In 2016 he completed the construction of a single deck shed and free-range area.

However, he was not satisfied that this housing design, common to many free-range poultry farms in Australia, was either the best for his birds or indeed farm productivity on his particular site. 

Plenty of activity around the pop holes with stones that clean the birds feet as they enter the shed.

His subsequent interest in alternatives, led to the trip to see layer farms around the world back in 2019 and he returned with a firm plan to construct a second shed that would not only expand production, but also significantly expand his business opportunities. 

After looking specifically at what layer farmers in Europe were doing, he decided that a tiered aviary system was the way to go.

He thought that the Big Dutchman Natura Primus design best suited his requirements. 

“Not only is it good for hen welfare, the design actually means that for any given floor area you can achieve higher stocking density than could be achieved under government regulations in conventional style housing; effectively three times that of a single deck system on the same floor plan,” Tom explained 

“By using the Natura system, we could work with batches of 10,000 hens and apart from increasing our eggs for sale production, we are able to sell batches of pullets to other layer farm operations in our region. 

“Typically, these batches for rearing would be between 500/1000 birds.

**Records supplied**

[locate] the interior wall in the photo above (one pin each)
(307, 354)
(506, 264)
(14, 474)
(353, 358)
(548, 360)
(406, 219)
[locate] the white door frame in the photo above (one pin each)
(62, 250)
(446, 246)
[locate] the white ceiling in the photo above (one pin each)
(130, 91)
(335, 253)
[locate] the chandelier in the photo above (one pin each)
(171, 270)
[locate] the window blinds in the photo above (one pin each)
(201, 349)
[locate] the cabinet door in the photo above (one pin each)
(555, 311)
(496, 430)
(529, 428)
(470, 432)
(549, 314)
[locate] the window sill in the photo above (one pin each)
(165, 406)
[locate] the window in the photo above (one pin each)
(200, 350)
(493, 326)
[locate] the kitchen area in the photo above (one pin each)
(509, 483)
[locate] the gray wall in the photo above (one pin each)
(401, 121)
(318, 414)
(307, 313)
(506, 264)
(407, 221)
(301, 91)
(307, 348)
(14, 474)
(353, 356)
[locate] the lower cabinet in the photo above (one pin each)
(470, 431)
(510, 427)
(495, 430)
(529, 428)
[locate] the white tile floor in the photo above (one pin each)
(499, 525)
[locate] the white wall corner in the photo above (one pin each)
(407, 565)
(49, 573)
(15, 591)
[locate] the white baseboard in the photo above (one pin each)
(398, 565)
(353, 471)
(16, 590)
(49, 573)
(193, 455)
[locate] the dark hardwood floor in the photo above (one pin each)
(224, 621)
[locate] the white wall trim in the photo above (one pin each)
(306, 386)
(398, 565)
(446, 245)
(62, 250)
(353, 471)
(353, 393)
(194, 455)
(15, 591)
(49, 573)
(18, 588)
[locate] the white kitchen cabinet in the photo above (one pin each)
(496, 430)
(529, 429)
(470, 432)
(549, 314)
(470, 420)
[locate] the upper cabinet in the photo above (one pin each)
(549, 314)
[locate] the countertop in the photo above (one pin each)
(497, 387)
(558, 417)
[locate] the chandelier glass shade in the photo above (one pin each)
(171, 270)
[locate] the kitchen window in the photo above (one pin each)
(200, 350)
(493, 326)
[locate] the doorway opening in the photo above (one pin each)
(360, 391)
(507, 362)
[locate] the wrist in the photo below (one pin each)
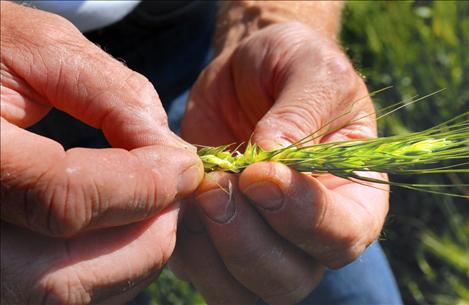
(239, 19)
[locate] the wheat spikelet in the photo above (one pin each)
(441, 149)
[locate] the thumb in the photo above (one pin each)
(315, 92)
(68, 72)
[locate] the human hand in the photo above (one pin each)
(84, 225)
(271, 235)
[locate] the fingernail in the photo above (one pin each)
(192, 222)
(217, 205)
(265, 194)
(189, 180)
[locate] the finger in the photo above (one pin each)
(330, 218)
(202, 266)
(102, 267)
(313, 85)
(72, 74)
(62, 193)
(256, 256)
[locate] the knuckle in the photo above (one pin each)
(62, 211)
(347, 250)
(63, 289)
(343, 75)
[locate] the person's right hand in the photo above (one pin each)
(85, 225)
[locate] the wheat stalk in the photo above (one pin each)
(424, 152)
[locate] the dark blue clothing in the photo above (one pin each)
(171, 52)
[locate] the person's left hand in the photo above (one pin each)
(271, 236)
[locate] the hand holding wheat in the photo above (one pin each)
(271, 224)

**Problem set**
**A)** State whether each statement agrees with the farm passage, answering yes or no and quoting the words of the passage that decide it: (i) The single deck shed and free-range area were completed in 2016. (ii) The decision to build a tiered aviary came after looking at what layer farmers in the United States were doing. (iii) Batches of pullets for rearing would typically be between 500 and 1000 birds.
**B)** Transcribe everything in the farm passage from "After looking specifically" down to "between 500/1000 birds.", keeping every word and mark unchanged.
The entries are separate material and have nothing to do with the farm passage.

**Answer set**
**A)**
(i) Yes: "In 2016 he completed the construction of a single deck shed and free-range area."
(ii) No: "After looking specifically at what layer farmers in Europe were doing, he decided that a tiered aviary system was the way to go."
(iii) Yes: "Typically, these batches for rearing would be between 500/1000 birds."

**B)**
After looking specifically at what layer farmers in Europe were doing, he decided that a tiered aviary system was the way to go.

He thought that the Big Dutchman Natura Primus design best suited his requirements. 

“Not only is it good for hen welfare, the design actually means that for any given floor area you can achieve higher stocking density than could be achieved under government regulations in conventional style housing; effectively three times that of a single deck system on the same floor plan,” Tom explained 

“By using the Natura system, we could work with batches of 10,000 hens and apart from increasing our eggs for sale production, we are able to sell batches of pullets to other layer farm operations in our region. 

“Typically, these batches for rearing would be between 500/1000 birds.